▶ _Saved entries_:

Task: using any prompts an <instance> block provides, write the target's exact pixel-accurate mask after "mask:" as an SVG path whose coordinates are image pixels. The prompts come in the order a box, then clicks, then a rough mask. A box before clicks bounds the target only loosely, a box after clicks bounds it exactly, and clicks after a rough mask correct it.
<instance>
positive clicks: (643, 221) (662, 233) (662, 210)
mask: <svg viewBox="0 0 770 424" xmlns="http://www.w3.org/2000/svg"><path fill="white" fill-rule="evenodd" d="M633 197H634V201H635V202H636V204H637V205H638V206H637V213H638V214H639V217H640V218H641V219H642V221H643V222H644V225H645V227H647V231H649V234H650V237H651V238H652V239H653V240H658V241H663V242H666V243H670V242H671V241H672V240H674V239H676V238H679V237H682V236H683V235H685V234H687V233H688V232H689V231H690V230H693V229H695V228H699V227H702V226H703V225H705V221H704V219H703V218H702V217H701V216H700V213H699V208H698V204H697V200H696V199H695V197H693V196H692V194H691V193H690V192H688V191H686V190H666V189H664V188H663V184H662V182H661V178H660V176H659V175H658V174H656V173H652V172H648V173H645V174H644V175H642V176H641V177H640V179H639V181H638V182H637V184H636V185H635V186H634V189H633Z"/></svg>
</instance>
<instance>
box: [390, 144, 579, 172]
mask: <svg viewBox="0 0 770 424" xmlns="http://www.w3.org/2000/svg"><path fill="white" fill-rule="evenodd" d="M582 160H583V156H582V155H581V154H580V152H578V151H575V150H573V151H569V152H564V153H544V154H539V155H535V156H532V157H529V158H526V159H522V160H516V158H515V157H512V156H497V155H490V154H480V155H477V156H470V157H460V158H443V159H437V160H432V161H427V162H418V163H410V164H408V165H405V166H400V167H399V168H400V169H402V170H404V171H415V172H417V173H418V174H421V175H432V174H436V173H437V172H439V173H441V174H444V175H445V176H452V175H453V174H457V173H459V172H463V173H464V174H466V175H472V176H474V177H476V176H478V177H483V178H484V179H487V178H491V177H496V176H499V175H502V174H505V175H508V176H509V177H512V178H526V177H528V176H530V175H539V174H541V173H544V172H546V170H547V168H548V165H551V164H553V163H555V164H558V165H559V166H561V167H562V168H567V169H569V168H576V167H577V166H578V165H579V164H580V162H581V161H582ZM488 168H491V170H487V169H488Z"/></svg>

▶ _Task description_: Only the lines containing the string "instance" are needed; pull them out of the records.

▶ _Written answer_:
Task: using any prompts an <instance> block provides, write the target's exact pixel-accurate mask after "mask:" as an SVG path whose coordinates are image pixels. The prompts come in the order a box, then clicks, then a rough mask. A box before clicks bounds the target only loosely, a box after clicks bounds it exactly, and clicks after a rough mask correct it.
<instance>
</instance>
<instance>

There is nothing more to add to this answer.